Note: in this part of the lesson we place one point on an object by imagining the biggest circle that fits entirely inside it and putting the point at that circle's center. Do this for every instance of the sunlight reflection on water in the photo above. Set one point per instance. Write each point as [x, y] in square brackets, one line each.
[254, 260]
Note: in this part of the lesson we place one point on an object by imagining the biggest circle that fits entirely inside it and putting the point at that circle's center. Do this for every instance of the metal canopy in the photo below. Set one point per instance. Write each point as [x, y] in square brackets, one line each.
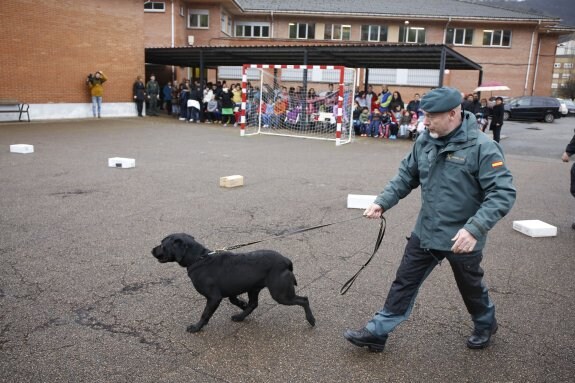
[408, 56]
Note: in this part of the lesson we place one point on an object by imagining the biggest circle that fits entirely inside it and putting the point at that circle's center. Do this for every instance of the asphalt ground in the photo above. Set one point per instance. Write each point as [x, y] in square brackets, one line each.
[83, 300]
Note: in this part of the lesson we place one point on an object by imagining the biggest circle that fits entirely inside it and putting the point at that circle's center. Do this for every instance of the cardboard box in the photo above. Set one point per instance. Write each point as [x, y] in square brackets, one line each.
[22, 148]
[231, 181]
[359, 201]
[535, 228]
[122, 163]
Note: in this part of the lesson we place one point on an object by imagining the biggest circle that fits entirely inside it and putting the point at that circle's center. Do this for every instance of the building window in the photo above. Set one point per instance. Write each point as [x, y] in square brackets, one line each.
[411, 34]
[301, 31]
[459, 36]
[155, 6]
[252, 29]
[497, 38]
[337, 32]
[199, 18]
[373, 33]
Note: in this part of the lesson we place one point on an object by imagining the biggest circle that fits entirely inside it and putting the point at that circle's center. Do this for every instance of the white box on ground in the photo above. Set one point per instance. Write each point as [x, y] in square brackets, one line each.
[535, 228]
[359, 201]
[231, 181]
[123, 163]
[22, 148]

#####

— Requirement —
Return each entry exactly as given. Leave the images out.

— Written answer —
Note: in this part of the lesson we place one point on an object by imagining the biggest circle that fits entirely inside it and putting the point at that circle's center. Do this for every instance of the sunlight reflection on water in the photo above. Set one point per instance. Write each point as [x, y] in square brackets, one line each.
[254, 260]
Note: in this part of the lesson we place one point on an object by imagining the biggest circle that fits entirely inside it and putting the point at that circle's center. Do this for every instance of the metal canopy in the photo below. Set one point per instance. Write each point as [x, y] in square brackets, one line each.
[408, 56]
Note: in this part of the lesson we place one point on an object by imagining the biggest circle that fits entirely inside it and putting the point at that circle's center. Do this for every instance of the asphalt ground in the photo above. Set one point per instance. Write each point as [x, y] in square brackets, one line each.
[83, 300]
Note: in this part of the lesson we place one point on an object by imagining the biggest circle that fits entirely inside it and putting the point at that circle's center. Do this for every instance of the cardboard box in the photo above. Set one point per instance. Write each point as [x, y] in square brackets, one line each.
[22, 148]
[231, 181]
[359, 201]
[535, 228]
[122, 163]
Note: in this part of the lesson we place one point on an object by imagining the biggest circle that fits entirely inside it and putting the point at that circle's center. Do this for every instance of the building window in the photo above. Set one point per instance. Write each point as [x, y] in square brackets, one line each.
[411, 34]
[301, 31]
[459, 36]
[155, 6]
[252, 29]
[497, 38]
[337, 32]
[199, 18]
[373, 33]
Note: in this part of the lesson we place one point on an object by imagining the biggest circle that fits entirely inside it and putting the point at that circle's center. Do this for every instance of the white box on ground in the photo above. Set one point per instance. Write each point as [x, y] in square brackets, one line each.
[535, 228]
[359, 201]
[231, 181]
[123, 163]
[22, 148]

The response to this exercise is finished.